[Records from a point labeling set]
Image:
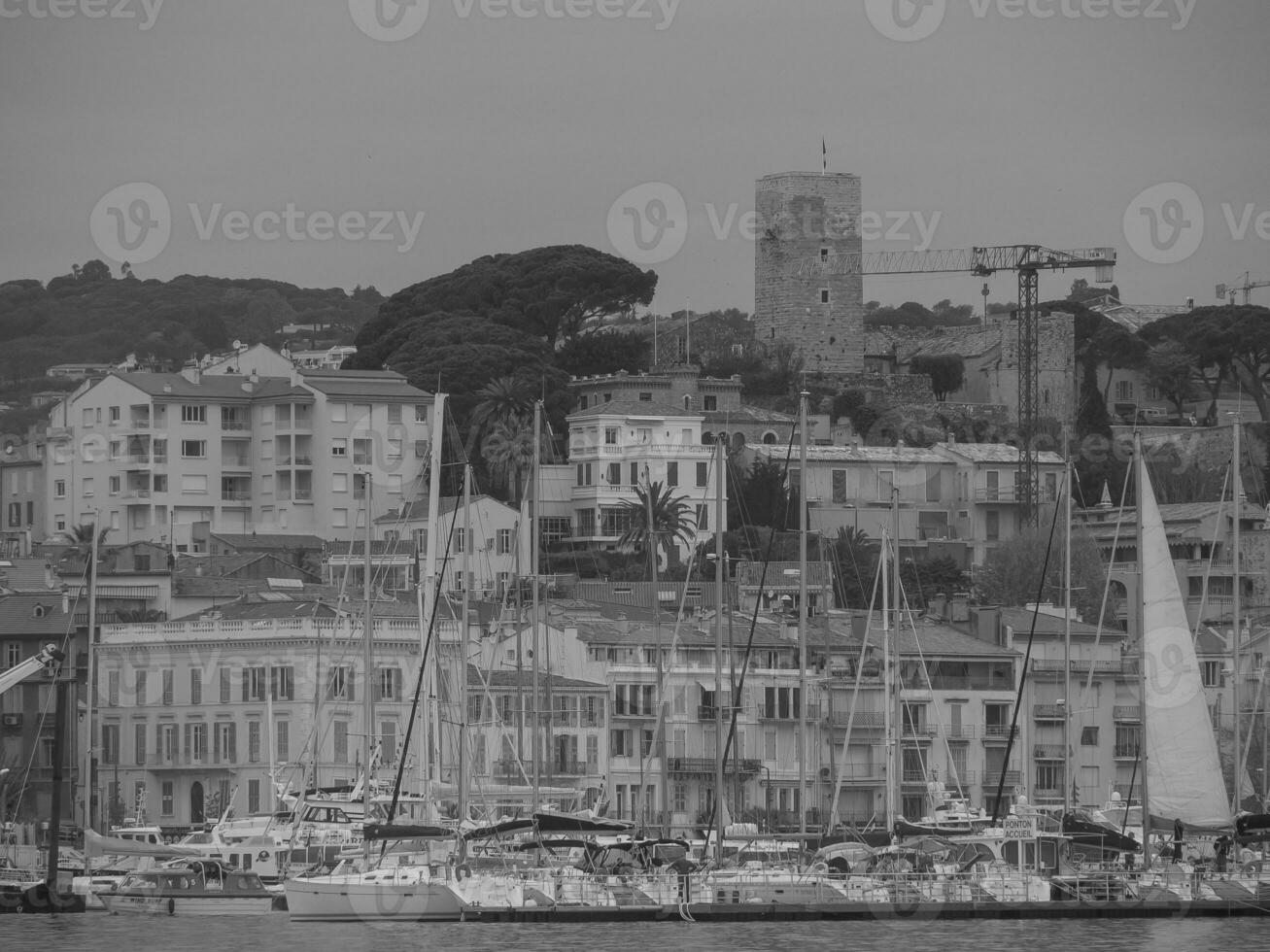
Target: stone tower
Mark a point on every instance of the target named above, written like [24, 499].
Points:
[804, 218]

* * *

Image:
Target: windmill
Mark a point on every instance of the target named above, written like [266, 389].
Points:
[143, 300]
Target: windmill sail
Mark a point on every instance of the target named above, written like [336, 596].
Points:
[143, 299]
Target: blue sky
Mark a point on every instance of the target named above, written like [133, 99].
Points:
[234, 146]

* * *

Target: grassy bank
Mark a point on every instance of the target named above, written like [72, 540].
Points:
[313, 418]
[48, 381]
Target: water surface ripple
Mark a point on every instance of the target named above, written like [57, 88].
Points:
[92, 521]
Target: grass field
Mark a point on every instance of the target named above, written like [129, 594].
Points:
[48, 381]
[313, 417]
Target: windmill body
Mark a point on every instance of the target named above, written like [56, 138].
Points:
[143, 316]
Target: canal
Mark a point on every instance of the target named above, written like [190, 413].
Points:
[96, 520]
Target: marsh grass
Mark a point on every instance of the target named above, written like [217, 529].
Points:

| AIM |
Copy each line of the material that contains the string "windmill". Case counts.

| TASK RESULT |
Target: windmill
Target: windmill sail
Target: windmill body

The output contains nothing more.